◆ **Exercise prompt**: Reproduce the passage about digital tools and political insiders word for word, starting at "What really makes" and ending at "who’s in—across society.".

◆ **Document text**:
★ ★ ★ ★ ★

The eroding insider-outsider boundaries fostered by our expanding digital infrastructure are also upsetting political strategists. This past weekend’s progressive Stop Watching Us rally
against NSA spying began as a progressive anti-NSA rally, but Libertarian groups insisting that they should be included just days prior to the event crashed it. The resulting “joined-hands” dissent against government excess triggered a controversial, pre-rally blog post
by writer Tom Watson, who urged some of the biggest names in civil liberties and digital freedom of information to stay home rather than march with political outsiders: “[Progressive] organizers trade their own good names and reputations to stand alongside—and convey legitimacy to—a [Libertarian Party] that opposes communitarian participation in liberal society and rejects the very role of government itself.” Critics of Watson’s column accused him of working against political compromise. Supporters, though, suggested that the Libertarians were intentionally crashing a political party not meant for them but unavoidably open, thanks to the digital political infrastructure that makes insider strategy secrets—and organized surprise—ever-harder to handle on all levels. (An informal data survey of marchers revealed that crashers mixed in with political compromisers from all sides of the political spectrum.)
Information will always be power, but now more people have it—and increasingly, they’re not always the “right” people, depending on who is drawing the lines. Our 21st-century governance and leadership can no longer depend on old, established norms about what constitutes “proper” levels of public knowledge and who gets to know more. Security clearances? No longer are those at the top of the leadership pyramid that can control access—nor the conversation.
What really makes the Snowden leaks so provocative—and, frankly, so unsettling to so many—has less to do with Edward Snowden and much more to do with the power of our digital tools to flip who’s out and who’s in—across society.
“The outsiders are peeking in and moving in, and they are here to stay,” says Tufekci. That
is the big story to watch. Each new Snowden leak is just another wake-up call about how profoundly our digital tools are redefining the balance of power, big and small.

★ ★ ★ ★ ★

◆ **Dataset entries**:
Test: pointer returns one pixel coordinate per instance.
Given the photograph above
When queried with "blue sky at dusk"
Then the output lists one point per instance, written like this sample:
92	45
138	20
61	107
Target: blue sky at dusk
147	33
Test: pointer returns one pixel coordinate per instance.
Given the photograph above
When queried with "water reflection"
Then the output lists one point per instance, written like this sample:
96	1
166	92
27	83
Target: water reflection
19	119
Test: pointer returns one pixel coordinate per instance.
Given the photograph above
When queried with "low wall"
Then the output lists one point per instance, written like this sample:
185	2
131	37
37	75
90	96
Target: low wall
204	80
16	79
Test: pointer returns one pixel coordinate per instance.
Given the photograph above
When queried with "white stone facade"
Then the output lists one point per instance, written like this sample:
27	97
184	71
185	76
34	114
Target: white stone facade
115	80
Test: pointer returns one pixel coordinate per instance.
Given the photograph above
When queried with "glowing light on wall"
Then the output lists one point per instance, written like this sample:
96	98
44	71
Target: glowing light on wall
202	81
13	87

★ ★ ★ ★ ★

◆ **Correct response**:
What really makes the Snowden leaks so provocative—and, frankly, so unsettling to so many—has less to do with Edward Snowden and much more to do with the power of our digital tools to flip who’s out and who’s in—across society.